-- Start of THE INPUT --

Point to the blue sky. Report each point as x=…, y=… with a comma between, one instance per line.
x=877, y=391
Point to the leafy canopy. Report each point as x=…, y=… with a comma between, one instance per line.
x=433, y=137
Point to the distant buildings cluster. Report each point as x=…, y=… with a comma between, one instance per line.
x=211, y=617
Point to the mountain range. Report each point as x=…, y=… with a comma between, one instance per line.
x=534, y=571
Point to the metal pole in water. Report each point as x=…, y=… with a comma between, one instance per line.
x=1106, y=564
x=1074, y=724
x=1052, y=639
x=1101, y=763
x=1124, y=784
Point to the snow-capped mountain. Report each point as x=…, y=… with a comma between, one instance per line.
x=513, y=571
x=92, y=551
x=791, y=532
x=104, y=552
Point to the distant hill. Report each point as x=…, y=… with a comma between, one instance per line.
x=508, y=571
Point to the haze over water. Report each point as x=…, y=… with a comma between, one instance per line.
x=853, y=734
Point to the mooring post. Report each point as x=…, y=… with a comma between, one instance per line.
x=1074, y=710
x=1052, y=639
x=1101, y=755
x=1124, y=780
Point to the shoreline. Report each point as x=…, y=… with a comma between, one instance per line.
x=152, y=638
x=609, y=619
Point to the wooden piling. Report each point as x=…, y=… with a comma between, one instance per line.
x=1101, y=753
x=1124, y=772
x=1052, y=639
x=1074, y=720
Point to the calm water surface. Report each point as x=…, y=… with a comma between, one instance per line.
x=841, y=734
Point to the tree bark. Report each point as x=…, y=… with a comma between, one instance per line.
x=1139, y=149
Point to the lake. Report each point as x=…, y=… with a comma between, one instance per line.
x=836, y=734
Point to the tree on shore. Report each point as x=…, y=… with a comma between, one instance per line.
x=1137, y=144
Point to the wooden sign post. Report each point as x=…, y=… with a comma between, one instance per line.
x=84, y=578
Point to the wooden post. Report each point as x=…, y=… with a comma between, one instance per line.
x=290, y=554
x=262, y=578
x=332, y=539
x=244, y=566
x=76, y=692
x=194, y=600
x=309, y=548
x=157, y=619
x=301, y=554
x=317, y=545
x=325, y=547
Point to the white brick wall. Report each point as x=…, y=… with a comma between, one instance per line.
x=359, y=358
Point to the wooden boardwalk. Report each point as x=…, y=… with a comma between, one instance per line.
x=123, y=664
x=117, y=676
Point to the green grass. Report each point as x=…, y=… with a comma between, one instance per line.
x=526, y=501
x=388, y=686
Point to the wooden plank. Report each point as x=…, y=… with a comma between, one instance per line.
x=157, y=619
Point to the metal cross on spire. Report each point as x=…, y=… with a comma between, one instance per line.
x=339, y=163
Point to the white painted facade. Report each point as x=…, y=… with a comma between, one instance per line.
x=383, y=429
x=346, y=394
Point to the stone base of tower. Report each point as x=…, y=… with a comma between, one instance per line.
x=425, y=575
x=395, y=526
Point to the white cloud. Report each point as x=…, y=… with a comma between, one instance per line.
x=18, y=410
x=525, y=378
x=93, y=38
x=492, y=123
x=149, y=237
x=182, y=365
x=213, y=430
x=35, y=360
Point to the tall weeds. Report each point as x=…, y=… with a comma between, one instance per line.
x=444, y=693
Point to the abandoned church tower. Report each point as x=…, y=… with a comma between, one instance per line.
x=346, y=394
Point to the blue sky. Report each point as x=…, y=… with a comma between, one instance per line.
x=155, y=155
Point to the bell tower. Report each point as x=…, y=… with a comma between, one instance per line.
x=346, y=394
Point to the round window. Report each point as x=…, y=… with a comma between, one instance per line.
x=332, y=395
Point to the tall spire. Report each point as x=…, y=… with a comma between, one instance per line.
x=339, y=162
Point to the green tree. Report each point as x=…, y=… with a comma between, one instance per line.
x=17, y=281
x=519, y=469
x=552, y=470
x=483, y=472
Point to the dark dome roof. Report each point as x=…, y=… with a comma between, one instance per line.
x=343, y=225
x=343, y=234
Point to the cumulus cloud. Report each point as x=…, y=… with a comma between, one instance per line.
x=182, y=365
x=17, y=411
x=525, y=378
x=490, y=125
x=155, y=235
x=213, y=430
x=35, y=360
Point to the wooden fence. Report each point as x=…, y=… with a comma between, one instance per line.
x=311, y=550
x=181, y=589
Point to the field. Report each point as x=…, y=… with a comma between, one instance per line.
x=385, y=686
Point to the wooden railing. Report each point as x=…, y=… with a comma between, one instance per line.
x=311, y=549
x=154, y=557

-- End of THE INPUT --

[WORK REQUIRED]: Present the stretch of material above that opens with the line containing "Point to the mountain" and closes with the line containing "x=841, y=734" as a numbered list, with any blank lines left out.

[RESPONSE TO THE EXERCISE]:
1. Point to the mountain range. Report each point as x=…, y=… with a comma between, one instance per line.
2. x=534, y=571
3. Point to the metal pole in water. Report each point as x=…, y=… with a comma between, one instance per line.
4. x=1106, y=564
5. x=1074, y=724
6. x=1052, y=639
7. x=1101, y=763
8. x=1124, y=784
9. Point to the snow-capped mountain. Report each point as x=…, y=… with a comma between, one instance per line.
10. x=513, y=571
11. x=92, y=551
12. x=791, y=532
13. x=104, y=552
14. Point to the distant hill. Report each point as x=…, y=… with a comma between, one instance per line.
15. x=508, y=571
16. Point to the haze over water. Report each point as x=…, y=… with a comma between, one instance per line.
17. x=853, y=734
18. Point to the mooring post. Report each point as x=…, y=… with a comma between, one instance per line.
19. x=1074, y=710
20. x=1052, y=639
21. x=1101, y=755
22. x=1124, y=780
23. Point to the shoreline. Report each point as x=…, y=… with a comma between, one instance per line.
24. x=152, y=638
25. x=609, y=619
26. Point to the wooden piling. Report each point as x=…, y=… with a comma between, one instance per line.
27. x=1101, y=753
28. x=1124, y=772
29. x=1052, y=639
30. x=1074, y=720
31. Point to the calm water surface. Report each point as x=…, y=… with a comma between, one instance per line.
32. x=841, y=734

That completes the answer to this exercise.